## REQUEST:
Retype the data below without altering anything.

(Dataset excerpts on object pointing)
============================================================

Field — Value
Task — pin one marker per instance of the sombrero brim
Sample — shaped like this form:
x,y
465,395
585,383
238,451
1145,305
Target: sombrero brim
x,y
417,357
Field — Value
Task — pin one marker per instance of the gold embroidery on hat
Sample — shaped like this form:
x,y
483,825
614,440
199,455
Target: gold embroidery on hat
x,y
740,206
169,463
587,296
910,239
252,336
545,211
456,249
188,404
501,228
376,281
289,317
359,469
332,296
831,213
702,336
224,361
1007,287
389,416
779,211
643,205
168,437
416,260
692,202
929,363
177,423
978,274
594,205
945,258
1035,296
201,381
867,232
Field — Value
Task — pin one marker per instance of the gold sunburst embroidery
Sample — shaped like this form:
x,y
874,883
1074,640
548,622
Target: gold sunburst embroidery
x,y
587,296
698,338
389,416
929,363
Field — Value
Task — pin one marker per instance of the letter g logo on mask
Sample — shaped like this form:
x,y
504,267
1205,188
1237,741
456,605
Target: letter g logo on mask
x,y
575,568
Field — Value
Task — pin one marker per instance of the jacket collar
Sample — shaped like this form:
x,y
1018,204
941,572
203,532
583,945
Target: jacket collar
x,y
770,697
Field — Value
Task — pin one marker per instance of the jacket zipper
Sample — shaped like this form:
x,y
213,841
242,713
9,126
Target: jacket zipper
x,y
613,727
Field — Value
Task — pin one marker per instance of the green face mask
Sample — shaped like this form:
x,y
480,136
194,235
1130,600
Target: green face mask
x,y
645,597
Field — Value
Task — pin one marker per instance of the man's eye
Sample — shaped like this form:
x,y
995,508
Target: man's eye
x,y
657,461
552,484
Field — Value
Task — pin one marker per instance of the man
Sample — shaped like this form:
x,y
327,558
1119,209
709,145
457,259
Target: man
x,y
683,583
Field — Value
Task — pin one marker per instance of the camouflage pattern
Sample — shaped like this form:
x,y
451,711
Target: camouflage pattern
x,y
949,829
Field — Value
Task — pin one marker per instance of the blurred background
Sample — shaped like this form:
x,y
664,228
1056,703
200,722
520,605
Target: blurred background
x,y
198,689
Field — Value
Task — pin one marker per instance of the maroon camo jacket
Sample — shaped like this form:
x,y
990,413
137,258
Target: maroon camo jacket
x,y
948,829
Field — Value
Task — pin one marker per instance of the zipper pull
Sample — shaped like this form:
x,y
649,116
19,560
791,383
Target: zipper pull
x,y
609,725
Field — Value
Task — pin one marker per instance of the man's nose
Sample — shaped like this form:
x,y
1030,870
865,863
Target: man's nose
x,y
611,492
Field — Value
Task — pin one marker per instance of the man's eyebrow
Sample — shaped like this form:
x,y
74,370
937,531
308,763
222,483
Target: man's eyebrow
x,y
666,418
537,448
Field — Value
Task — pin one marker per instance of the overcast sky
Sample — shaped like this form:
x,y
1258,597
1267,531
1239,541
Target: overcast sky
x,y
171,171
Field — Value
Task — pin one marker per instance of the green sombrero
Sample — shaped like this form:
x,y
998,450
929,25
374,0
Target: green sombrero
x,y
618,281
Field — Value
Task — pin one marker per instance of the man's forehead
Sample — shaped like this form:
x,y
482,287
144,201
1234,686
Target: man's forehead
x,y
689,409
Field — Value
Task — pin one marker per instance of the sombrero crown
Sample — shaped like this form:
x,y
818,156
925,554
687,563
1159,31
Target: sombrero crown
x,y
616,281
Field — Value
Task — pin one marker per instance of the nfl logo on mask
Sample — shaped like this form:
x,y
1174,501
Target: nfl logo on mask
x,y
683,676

============================================================

## THE ANSWER:
Field — Value
Task — pin one marker per instance of the sombrero brim
Sample — shaped like this form:
x,y
465,395
585,383
238,451
1145,305
Target: sombrero brim
x,y
417,357
Field — Value
Task — pin one marker per instance of the gold embroidery on hat
Sample — shaped like this form:
x,y
483,825
614,440
199,455
Target: gold embroidery on hat
x,y
740,206
169,463
587,296
910,239
252,336
545,211
456,249
188,404
501,228
376,281
289,317
359,469
332,296
831,213
702,336
224,361
1007,287
389,416
779,211
643,205
168,437
416,260
692,202
929,363
177,423
978,274
594,205
945,258
1035,296
201,381
867,232
Field — Value
Task — pin one marker per instance of the gold sunburst embroidery
Sample — shaped like this form:
x,y
874,883
1074,640
548,622
Target: gold sunburst embroidery
x,y
587,296
698,338
389,416
929,363
Field — Value
Task — pin one marker per instance of the letter g logo on mask
Sample — shaped like this form:
x,y
504,267
1205,188
1237,741
456,605
Target: letter g logo on mask
x,y
575,568
Field — Value
Task — pin one marker per instance of the jacket collar
Sample — shaped like this form:
x,y
1018,204
941,572
203,532
583,945
Target: jacket collar
x,y
770,697
Field — Value
Task — pin one marker per instance of the jacket zipper
Sample — shaped like this form:
x,y
213,841
242,713
9,126
Target: jacket zipper
x,y
613,727
Field — Value
Task — pin one marker per instance of the green face mask
Sample — shaped like this form:
x,y
480,136
194,235
1130,600
Target: green face mask
x,y
645,597
Field — Value
Task — pin one marker per instance of the man's eye
Sample — shaped like this form:
x,y
995,508
Target: man's eye
x,y
657,461
552,484
Field — Value
Task — pin one marker per instance of the man
Sample — shaped like this form:
x,y
327,558
1119,209
709,145
457,259
Target: man
x,y
683,583
Field — Value
Task — pin one marker per instance of the camouflage pattern
Sample — shaped like this form:
x,y
451,711
Target: camouflage pattern
x,y
949,829
Field — Value
Task — pin one marker per instance of the blurred background
Sample — shaped like this form:
x,y
664,228
1056,703
200,722
520,605
Target: blurred background
x,y
198,689
Field — Value
Task — pin one marker per instance of the maroon camo jacket
Sample — shaped like this form:
x,y
990,413
137,258
Target: maroon camo jacket
x,y
948,829
Field — Value
Task — pin one marker per instance of the zipper pull
Sample — shaped like this form:
x,y
649,116
19,560
791,383
Target: zipper pull
x,y
609,725
Field — Value
Task — pin one marker per instance of the man's nose
Sample — shaped like this form:
x,y
1030,870
865,863
Target: man's nose
x,y
611,492
Field — Value
Task — pin one marker per instance of the man's eyebrow
Sample — shaped like this form:
x,y
74,370
937,531
308,763
222,483
Target: man's eyebrow
x,y
666,418
537,448
Field — Value
Task — pin one marker per instance of the overcast sky
Sample — shaped like this form:
x,y
1258,597
1267,531
1239,541
Target: overcast sky
x,y
171,171
Field — Value
Task — pin one marker per instance of the green sombrero
Sample — shaped like this form:
x,y
998,450
929,25
374,0
Target: green sombrero
x,y
618,281
Field — Value
Task — pin one marker per instance of the man's forehead
Sample — shaped like this form:
x,y
482,287
144,201
1234,686
Target: man's forehead
x,y
689,409
Field — Value
Task — pin one marker per instance of the sombrero crown
Sample — shaped like this form:
x,y
818,156
925,554
687,563
1159,31
Target: sombrero crown
x,y
616,281
Field — Value
Task — pin one marker per instance of the nfl logo on mask
Sample — shaped like this form:
x,y
1174,501
Target: nfl logo on mask
x,y
683,676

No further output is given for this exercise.